Photos From Behind The Front Lines

Nune Hakhverdyan

Art critic, journalist

It is difficult to take photos during a war not only because of the restrictive requirements of the media, but also because you need to be constantly vigilant, editing and thinking about the principle of non-harm.

Photo documentation of actual hostilities is made by government agencies using their own filters. And individual photographers or editors, mostly try to capture the moment, which can not be explained and described only in text.

From the very first day, the photographers documenting the 2020 Armenian-Azerbaijani war paid attention to the drastic change in the lifestyle of the civilian population, entering bomb shelters, hospitals, and the yards of military commissariats. In general, yards and private areas, which expanded to the borders of the whole state.

In addition to weapons and front lines, the perspective from behind was used, the aftermath of the war, which changed the lives of many right now and immediately. People’s life was divided into stages, before the war and during the war …

Photographer Narek Aleksanyan, who is now in Artsakh, is trying to find human stories.

He does not see the military operations and the front line, but he constantly hears it. “We hear war day and night, the sound of explosions, the sound of alarms. You do not know what will happen in the next minute. And you know there is no safe haven now.”

“Journalists are not protected by anything. Or we are protected by various international conventions, but they are just words, a text written on paper. And in reality, the opponent will not see that you have a ‘Press’ sign,” he said.

**TRY IT**
Copy the stretch of the piece on photographing the war from "Art critic, journalist" through "principle of non-harm.". The items after this point have no role here.

Saved entries:
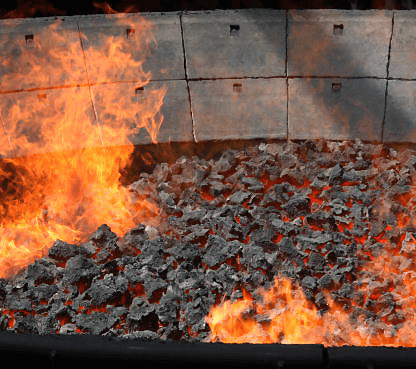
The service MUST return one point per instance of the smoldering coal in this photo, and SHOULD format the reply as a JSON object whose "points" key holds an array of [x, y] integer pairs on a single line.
{"points": [[295, 209]]}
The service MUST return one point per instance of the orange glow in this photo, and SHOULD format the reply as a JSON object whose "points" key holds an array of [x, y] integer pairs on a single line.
{"points": [[63, 152]]}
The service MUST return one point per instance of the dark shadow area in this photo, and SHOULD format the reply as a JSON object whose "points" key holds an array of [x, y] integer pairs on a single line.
{"points": [[45, 8]]}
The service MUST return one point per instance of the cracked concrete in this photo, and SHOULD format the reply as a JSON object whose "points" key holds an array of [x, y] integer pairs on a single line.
{"points": [[227, 74]]}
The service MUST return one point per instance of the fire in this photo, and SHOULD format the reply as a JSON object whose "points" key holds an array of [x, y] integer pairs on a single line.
{"points": [[385, 287], [63, 146]]}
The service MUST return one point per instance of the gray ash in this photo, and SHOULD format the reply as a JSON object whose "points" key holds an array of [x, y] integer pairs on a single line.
{"points": [[316, 212]]}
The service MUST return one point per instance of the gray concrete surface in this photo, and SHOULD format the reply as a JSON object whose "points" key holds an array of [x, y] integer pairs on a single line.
{"points": [[239, 108], [223, 74], [400, 124], [235, 43], [403, 52], [342, 43], [335, 108]]}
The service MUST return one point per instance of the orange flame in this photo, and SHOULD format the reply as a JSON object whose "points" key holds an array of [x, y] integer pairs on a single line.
{"points": [[61, 177]]}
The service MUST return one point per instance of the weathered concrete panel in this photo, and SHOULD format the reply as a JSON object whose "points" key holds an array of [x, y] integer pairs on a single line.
{"points": [[147, 47], [403, 53], [47, 121], [337, 109], [340, 43], [235, 43], [400, 123], [40, 52], [158, 111], [239, 109]]}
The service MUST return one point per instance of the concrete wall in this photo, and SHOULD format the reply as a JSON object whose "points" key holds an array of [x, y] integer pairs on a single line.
{"points": [[228, 74]]}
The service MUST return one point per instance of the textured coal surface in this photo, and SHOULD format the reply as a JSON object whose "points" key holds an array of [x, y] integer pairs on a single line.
{"points": [[312, 211]]}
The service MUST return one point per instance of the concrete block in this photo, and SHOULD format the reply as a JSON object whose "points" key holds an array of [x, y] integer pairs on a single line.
{"points": [[40, 53], [340, 43], [235, 43], [47, 121], [137, 47], [403, 53], [156, 112], [336, 109], [239, 109], [400, 123]]}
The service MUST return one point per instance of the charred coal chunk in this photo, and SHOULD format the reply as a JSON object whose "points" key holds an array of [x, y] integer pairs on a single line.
{"points": [[106, 240], [79, 268], [218, 250], [42, 271], [238, 197], [298, 204], [103, 234], [25, 324], [142, 316], [316, 261], [322, 219], [107, 290], [43, 292], [286, 246], [96, 322], [3, 290]]}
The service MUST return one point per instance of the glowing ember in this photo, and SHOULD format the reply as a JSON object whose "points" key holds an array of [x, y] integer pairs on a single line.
{"points": [[71, 185]]}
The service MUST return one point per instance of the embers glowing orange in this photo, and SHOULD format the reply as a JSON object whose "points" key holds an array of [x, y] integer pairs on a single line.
{"points": [[63, 147]]}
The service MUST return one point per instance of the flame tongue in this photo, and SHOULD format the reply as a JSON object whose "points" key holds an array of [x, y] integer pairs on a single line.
{"points": [[59, 181]]}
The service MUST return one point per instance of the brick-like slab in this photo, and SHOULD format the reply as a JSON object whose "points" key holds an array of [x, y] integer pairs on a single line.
{"points": [[400, 123], [40, 53], [130, 104], [339, 43], [148, 47], [47, 121], [235, 43], [403, 52], [336, 109], [239, 108]]}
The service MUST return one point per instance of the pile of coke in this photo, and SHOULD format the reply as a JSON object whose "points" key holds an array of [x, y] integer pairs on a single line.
{"points": [[314, 211]]}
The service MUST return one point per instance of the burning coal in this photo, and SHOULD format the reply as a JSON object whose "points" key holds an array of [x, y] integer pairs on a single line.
{"points": [[62, 156], [308, 242]]}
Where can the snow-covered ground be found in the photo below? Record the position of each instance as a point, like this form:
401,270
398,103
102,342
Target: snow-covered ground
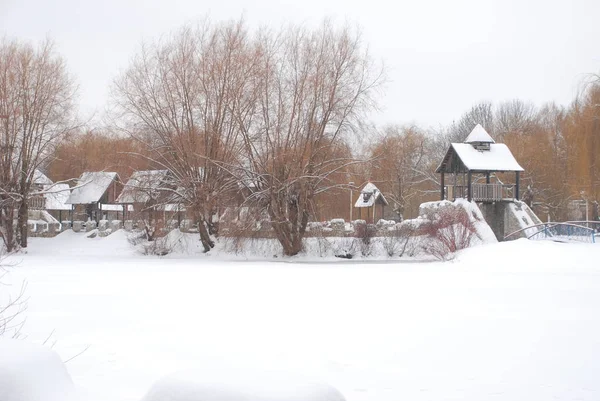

**TASK ANSWER**
Art critic, journalist

It is difficult to take photos during a war not only because of the restrictive requirements of the media, but also because you need to be constantly vigilant, editing and thinking about the principle of non-harm.